*Excerpted data*:
= Beginning of Section =

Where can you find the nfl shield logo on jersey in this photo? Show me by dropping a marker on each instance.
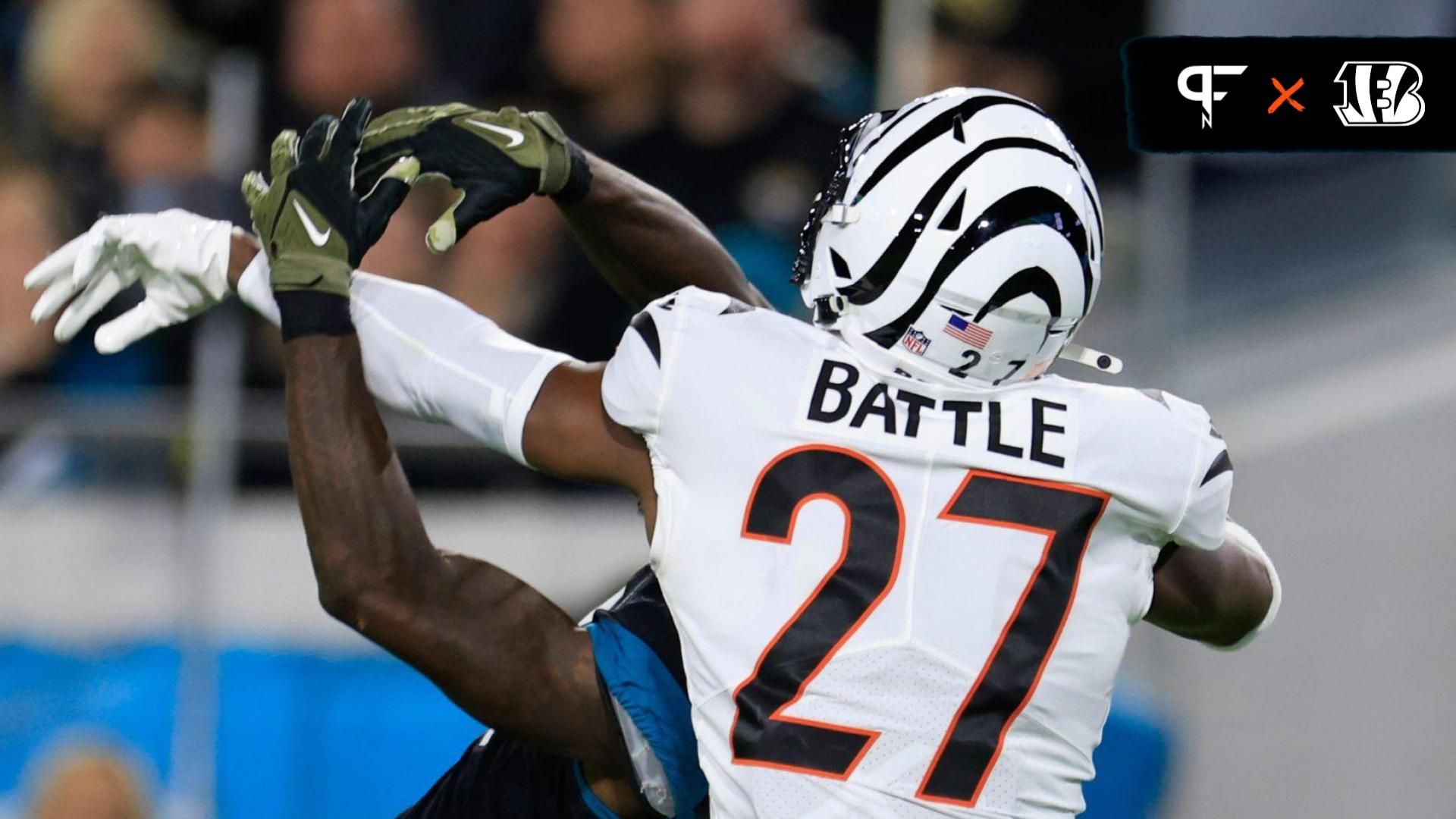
(916, 341)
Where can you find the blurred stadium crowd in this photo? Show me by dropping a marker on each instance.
(733, 107)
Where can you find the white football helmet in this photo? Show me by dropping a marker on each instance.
(962, 235)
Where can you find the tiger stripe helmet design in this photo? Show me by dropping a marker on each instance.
(962, 235)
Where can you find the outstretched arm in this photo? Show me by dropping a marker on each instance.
(648, 245)
(491, 643)
(495, 646)
(1222, 596)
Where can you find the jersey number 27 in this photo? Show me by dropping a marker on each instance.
(865, 572)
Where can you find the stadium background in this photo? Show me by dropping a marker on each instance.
(159, 632)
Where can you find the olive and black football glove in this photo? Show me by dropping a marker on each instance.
(495, 158)
(313, 226)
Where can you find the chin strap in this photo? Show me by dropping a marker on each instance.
(1091, 357)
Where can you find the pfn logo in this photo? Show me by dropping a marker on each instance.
(1204, 95)
(1383, 93)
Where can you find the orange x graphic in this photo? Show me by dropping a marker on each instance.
(1286, 95)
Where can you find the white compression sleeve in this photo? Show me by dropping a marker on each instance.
(431, 357)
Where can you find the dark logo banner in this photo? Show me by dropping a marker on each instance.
(1213, 93)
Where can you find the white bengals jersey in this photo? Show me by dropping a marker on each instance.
(897, 599)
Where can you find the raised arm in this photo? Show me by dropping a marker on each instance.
(1223, 598)
(648, 245)
(491, 643)
(642, 241)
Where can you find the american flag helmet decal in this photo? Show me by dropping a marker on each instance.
(968, 331)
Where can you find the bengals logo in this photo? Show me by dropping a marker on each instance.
(1379, 93)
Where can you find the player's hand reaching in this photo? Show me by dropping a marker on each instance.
(180, 259)
(495, 158)
(313, 226)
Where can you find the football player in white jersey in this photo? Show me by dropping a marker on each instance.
(908, 653)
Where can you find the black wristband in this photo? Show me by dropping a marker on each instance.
(313, 312)
(579, 183)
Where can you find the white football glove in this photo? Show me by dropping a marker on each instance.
(181, 260)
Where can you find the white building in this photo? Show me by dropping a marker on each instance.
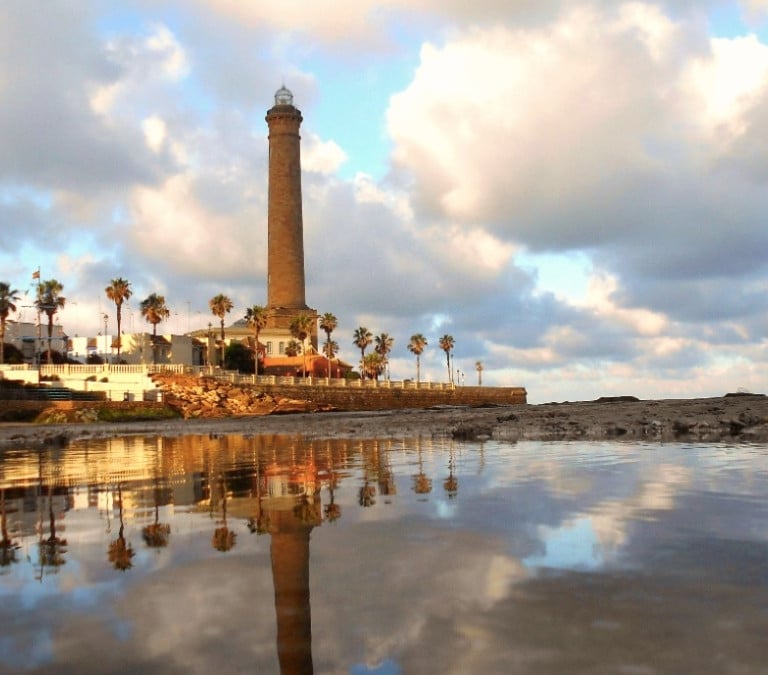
(31, 339)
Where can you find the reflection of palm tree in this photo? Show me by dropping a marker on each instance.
(451, 484)
(53, 548)
(223, 538)
(367, 495)
(8, 547)
(422, 484)
(120, 552)
(332, 509)
(156, 535)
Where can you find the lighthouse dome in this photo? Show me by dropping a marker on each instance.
(283, 96)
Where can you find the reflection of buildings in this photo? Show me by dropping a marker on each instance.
(273, 485)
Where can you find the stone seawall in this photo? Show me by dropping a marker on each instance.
(382, 398)
(9, 408)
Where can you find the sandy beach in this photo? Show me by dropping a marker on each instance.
(733, 418)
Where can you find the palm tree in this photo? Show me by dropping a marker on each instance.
(293, 348)
(154, 310)
(416, 345)
(446, 344)
(118, 291)
(373, 365)
(256, 318)
(50, 301)
(328, 323)
(301, 328)
(383, 345)
(8, 299)
(362, 338)
(220, 306)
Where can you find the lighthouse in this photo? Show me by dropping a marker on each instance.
(285, 238)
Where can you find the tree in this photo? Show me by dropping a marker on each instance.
(256, 318)
(328, 323)
(50, 301)
(8, 299)
(331, 349)
(446, 344)
(416, 345)
(154, 310)
(362, 338)
(383, 345)
(301, 328)
(373, 365)
(220, 306)
(293, 348)
(118, 291)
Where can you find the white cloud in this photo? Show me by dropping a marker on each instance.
(321, 156)
(154, 132)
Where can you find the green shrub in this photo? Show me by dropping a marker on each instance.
(17, 415)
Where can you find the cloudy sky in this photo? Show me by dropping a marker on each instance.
(576, 191)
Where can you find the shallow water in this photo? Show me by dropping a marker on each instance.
(277, 555)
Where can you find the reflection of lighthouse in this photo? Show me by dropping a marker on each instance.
(290, 573)
(289, 512)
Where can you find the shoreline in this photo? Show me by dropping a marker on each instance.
(738, 418)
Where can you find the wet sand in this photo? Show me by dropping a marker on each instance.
(734, 418)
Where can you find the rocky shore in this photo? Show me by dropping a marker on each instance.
(733, 418)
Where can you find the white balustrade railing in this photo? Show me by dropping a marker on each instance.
(103, 370)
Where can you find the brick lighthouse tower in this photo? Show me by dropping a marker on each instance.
(285, 239)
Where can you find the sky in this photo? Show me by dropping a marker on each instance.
(575, 191)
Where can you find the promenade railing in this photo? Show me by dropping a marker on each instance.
(74, 371)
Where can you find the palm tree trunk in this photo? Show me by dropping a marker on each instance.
(222, 344)
(50, 337)
(119, 332)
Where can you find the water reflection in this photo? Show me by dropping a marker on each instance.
(186, 553)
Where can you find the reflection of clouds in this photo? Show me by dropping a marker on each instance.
(425, 587)
(592, 539)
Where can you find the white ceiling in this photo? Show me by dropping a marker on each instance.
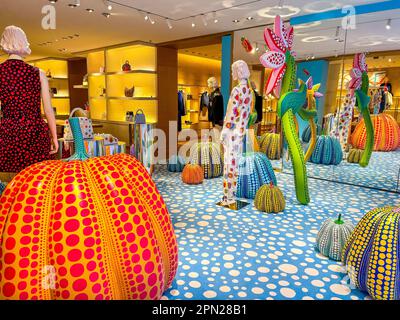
(370, 35)
(127, 24)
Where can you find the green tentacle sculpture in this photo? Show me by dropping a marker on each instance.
(359, 85)
(281, 83)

= End of Section =

*Work task*:
Leave the images aside and transcribe all entries exactly.

*Completed task*:
Where can you find the nfl shield logo on jersey in this photo? Show me by dropping a marker on each instance.
(916, 341)
Where can you find the blurred stadium crowd in this photo? Show me by dropping a marker on each instance.
(733, 107)
Where can you find the white football helmet in this photo? Show me by dropping a marker on each instance.
(962, 235)
Where can you find the tiger stripe helmet design in this photo? Show me by dropping a marker on each instance.
(962, 235)
Where can you find the outstretched arm in this photo? Show me by dropping a marker on each instance.
(648, 245)
(491, 643)
(495, 646)
(1222, 596)
Where can you find the jersey number 27 in this photo? Show me by dropping a marker on each instance.
(865, 572)
Where can you find the stadium background in this photo? Show me by dropping a marker on each instance.
(159, 632)
Where can you find the olive and black football glove in this photo? Show me by dropping a marker on each instance.
(495, 158)
(313, 226)
Where can you find the chin strap in this photo? Show me by dropping a marker on each instance.
(1091, 357)
Where can you find the pfn logo in this photo? Show me by dropping a marker on each instance.
(1204, 95)
(1383, 93)
Where can you find the orange x graphic in this photo? Show me by dropping a marker on each instance.
(1286, 95)
Where can you find the white compression sleeve in this photo? Show me by dropping a marker on each instance.
(431, 357)
Where can you find the dark logo banner in this photo? Show me by dropping a marker on each instance.
(1213, 93)
Where can you find the white bengals jersey in this photo? Show me by dropping a marker on each instance.
(897, 599)
Where can you find the raised arm in this photo? Show me by dropping a marker on each instance.
(1223, 598)
(648, 245)
(491, 643)
(642, 241)
Where can you find the american flag helmet decal in this photo? Show me by dropping a marker on each instance.
(968, 331)
Where can you find the bengals logo in this photo? Show me by dropping a marker on each instance.
(1379, 93)
Where can you find the player's hand reaching in this photo? Show me by dropping a marker on each instance.
(180, 259)
(495, 158)
(313, 226)
Where can you find the football player in white jersey in this photo? Show me by dropping a marker on each instance.
(908, 653)
Where can you find the black wristband in this photo? Show me by dropping a marker on each instance.
(313, 312)
(579, 183)
Where can you find the white football glove in this photo? Show me by dropping a marker on each instance.
(181, 260)
Where can you find the white building in this photo? Show me by dropping a marker on each instance.
(31, 339)
Where can you find the reflection of palm tree in this photo? Show me by dropping a marker on each instance.
(451, 484)
(53, 548)
(223, 538)
(367, 495)
(8, 547)
(422, 484)
(120, 552)
(332, 509)
(156, 535)
Where can you find the lighthouse dome in this photo? Show me by dropping a marker on each instance.
(283, 96)
Where can you find the reflection of buildings in this photo? Show me by dropping a marker on each instance.
(273, 485)
Where can you find the stone seawall in this photo? Show me by dropping a marker on each instance.
(382, 398)
(9, 408)
Where can you find the sandy beach in this photo? Show me by dropping a marker on each instance.
(733, 418)
Where can you find the palm tree in this photo? Show me by dropping a marker on each instance.
(293, 348)
(154, 310)
(416, 345)
(446, 344)
(118, 291)
(373, 365)
(256, 318)
(50, 301)
(328, 323)
(301, 328)
(383, 345)
(8, 299)
(362, 338)
(220, 306)
Where can you find the lighthouse in this photo? Show me by dropping a marker on each instance.
(285, 238)
Where can you find the tree in this photo? Show me by dropping a marker on each instance.
(256, 318)
(328, 323)
(50, 301)
(8, 299)
(331, 349)
(446, 344)
(416, 345)
(154, 310)
(362, 338)
(383, 345)
(301, 328)
(373, 365)
(220, 306)
(293, 348)
(118, 291)
Where can you find the white cloud in this photo? Show me by dropping a marker on each instance.
(321, 156)
(154, 132)
Where can you find the green shrub in this photo? Show me by dropping a marker on each instance.
(17, 415)
Where can you find the cloudy sky in this photo? Show me by dropping a marker on each instance.
(576, 191)
Where can you find the shallow water in this photo? Show me by dropping a marker on each instance.
(277, 555)
Where can you find the reflection of lighthouse in this photo? Show me by dropping a marker on each instance.
(290, 573)
(289, 512)
Where can you find the shoreline in this photo? Show me by dropping a marker on each instance.
(738, 418)
Where can you find the wet sand in this photo? Show me by dropping a marker on each instance.
(734, 418)
Where can you find the rocky shore in this photo? Show me by dropping a marker on each instance.
(733, 418)
Where can you find the white balustrade railing in this photo? Show me by dropping a marker on each instance.
(103, 370)
Where can you find the brick lighthouse tower in this photo? Show me by dropping a marker on each instance.
(285, 239)
Where can you find the sky in this photo? Show me by dropping a marker on each instance.
(575, 191)
Where can you find the promenade railing in this photo? Show me by dropping a marker on each instance.
(74, 371)
Where can you find the palm tree trunk in this photo? Show me by dropping a marker on each instance.
(222, 344)
(50, 337)
(119, 332)
Where can you find the water reflection in this photo? Show me by dropping a marker on each instance.
(186, 553)
Where can you find the reflection of clouds in this photo? Show me by dropping a marker on each instance.
(425, 587)
(592, 539)
Where can you find the white ceiling in this photo? Show me by dropping a marker on each instance.
(370, 35)
(127, 24)
Where can you find the green tentacle sculpture in this photo? Show me by dropping a marker on each instance.
(359, 85)
(281, 83)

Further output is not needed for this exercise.